** start of Input records **

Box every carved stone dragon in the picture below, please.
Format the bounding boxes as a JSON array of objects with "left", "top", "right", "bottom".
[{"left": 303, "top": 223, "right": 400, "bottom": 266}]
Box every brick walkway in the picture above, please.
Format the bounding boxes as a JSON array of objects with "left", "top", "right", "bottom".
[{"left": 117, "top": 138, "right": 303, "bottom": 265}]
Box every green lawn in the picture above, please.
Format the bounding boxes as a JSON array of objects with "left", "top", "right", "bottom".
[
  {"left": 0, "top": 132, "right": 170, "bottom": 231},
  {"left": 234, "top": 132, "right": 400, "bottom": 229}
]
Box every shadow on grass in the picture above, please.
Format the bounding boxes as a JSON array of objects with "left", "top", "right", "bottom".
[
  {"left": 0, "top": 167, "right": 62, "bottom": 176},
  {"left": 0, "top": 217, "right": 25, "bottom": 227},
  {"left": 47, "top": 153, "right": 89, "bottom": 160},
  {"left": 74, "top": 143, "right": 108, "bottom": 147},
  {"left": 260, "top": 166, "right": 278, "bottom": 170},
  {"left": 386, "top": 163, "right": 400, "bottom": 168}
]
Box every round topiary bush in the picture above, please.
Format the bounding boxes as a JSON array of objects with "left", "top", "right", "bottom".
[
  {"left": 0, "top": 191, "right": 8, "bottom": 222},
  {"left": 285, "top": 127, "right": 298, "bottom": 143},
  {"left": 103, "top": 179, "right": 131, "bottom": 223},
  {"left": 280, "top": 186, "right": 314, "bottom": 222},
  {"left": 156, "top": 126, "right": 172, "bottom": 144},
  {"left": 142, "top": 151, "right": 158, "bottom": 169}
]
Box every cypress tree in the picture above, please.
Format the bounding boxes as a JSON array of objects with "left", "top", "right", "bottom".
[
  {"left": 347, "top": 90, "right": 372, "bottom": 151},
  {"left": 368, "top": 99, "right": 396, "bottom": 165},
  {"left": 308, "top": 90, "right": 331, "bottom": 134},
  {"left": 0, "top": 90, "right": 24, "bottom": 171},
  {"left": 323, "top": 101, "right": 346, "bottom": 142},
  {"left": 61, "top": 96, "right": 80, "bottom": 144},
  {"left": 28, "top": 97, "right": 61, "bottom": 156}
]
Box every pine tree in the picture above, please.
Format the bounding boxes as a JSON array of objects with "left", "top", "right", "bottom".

** end of Input records **

> [Task objective]: Count the lines in the material above that contain the word "please" and give only the number.

> [Solution for this task]: 7